TO DO: Convert every line of the material below into a Markdown table with the columns "No." and "Line", giving each line its own numbered row and skipping blank lines. Leave the pictures out of the table.
··········
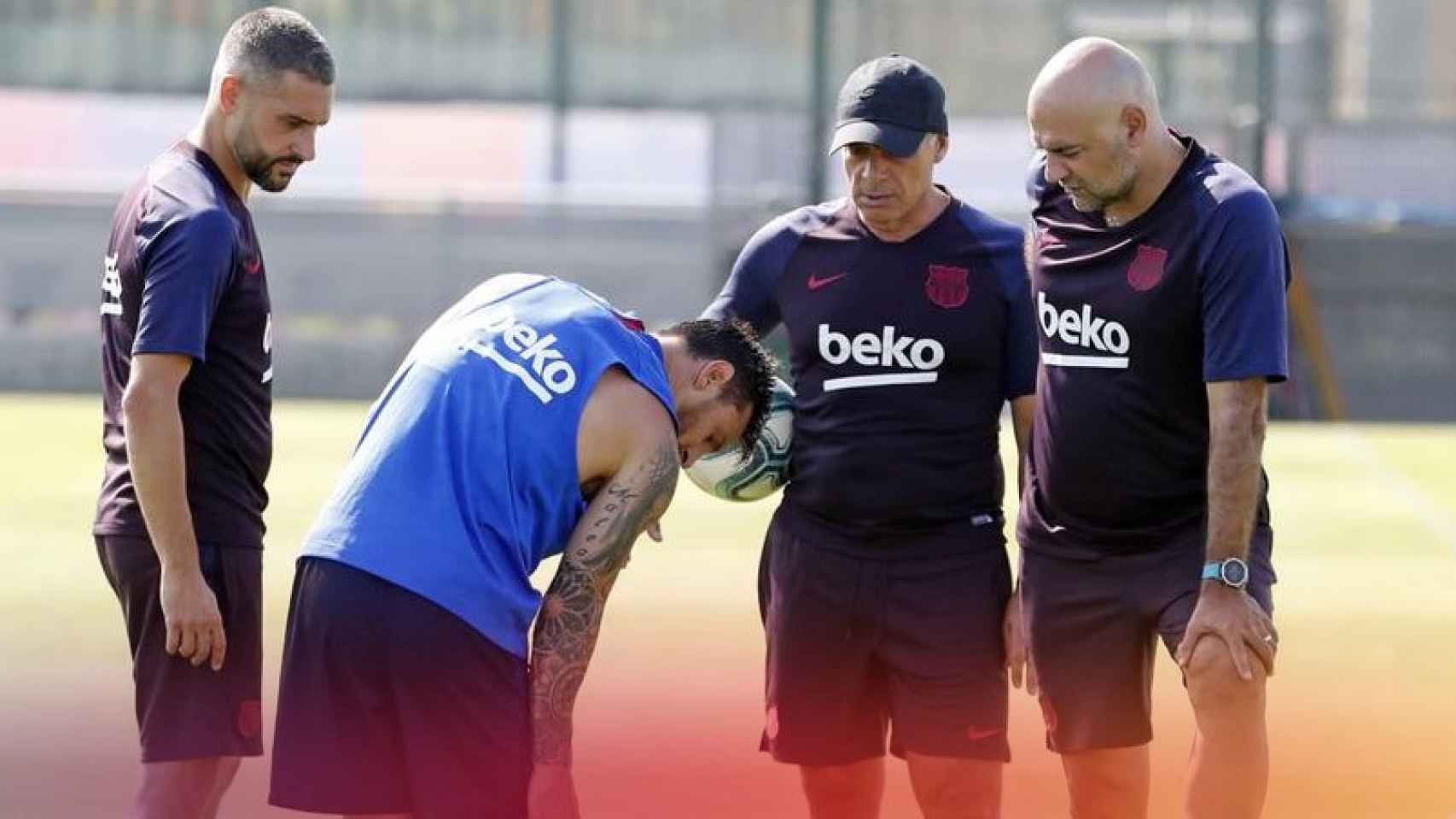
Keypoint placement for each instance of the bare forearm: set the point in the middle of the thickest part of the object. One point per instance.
(1235, 447)
(159, 472)
(571, 610)
(565, 639)
(1022, 410)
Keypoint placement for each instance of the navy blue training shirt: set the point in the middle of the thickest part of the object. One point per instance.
(1134, 322)
(183, 276)
(903, 355)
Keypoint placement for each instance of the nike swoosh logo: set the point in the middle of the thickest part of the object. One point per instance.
(817, 282)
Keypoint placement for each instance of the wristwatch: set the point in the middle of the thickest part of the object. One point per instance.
(1232, 572)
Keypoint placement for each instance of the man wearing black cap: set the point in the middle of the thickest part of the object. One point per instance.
(884, 584)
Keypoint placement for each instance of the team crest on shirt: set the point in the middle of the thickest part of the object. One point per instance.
(1148, 268)
(946, 287)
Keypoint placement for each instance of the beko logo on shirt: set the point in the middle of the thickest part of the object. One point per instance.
(881, 350)
(1080, 328)
(111, 287)
(540, 367)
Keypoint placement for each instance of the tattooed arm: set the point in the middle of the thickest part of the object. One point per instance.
(639, 470)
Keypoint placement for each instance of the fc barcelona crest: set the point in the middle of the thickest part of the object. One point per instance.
··········
TASK RESPONSE:
| No. | Line |
|---|---|
| 1 | Keypoint placement for each instance of the bare forearm: set the point in the middle of the thickest part of the object. One point per instance. |
| 2 | (1235, 447) |
| 3 | (159, 472) |
| 4 | (571, 610) |
| 5 | (565, 639) |
| 6 | (1022, 410) |
| 7 | Keypoint placement for each instance of the navy blue training shirt: set the point in the middle of the thickest part of the object. One point per instance. |
| 8 | (1134, 322) |
| 9 | (183, 276) |
| 10 | (903, 355) |
| 11 | Keypoint placement for each instance of the nike swoosh logo: set the point in the middle of the thickest part of the object. One point per instance. |
| 12 | (817, 282) |
| 13 | Keypoint placement for each instance of the wristwatch: set the point in the middle of the thickest part of the object. One point per instance. |
| 14 | (1232, 572) |
| 15 | Keypoint placement for each instance of the man wearing black cap: set the point in the middle of the thickest part of the object. One point per instance. |
| 16 | (884, 584) |
| 17 | Keypoint placement for each instance of the team crest on shirt: set the point in the middle of the thickest part of the object. One point per instance. |
| 18 | (1148, 268) |
| 19 | (946, 287) |
| 20 | Keypoint placement for each instance of the beko logo on shirt: set the point in the middle of the thickest part of the object. One point per instance. |
| 21 | (881, 350) |
| 22 | (1080, 328) |
| 23 | (111, 287) |
| 24 | (540, 367) |
| 25 | Keypoint placement for each instance of the tattooed arm: set the point in the middle of the thickest part of the object. One point per instance. |
| 26 | (639, 470) |
| 27 | Keypoint placement for each instance of the fc barcelona crest: set the point in the middle of the thickest part of the object. One point per instance. |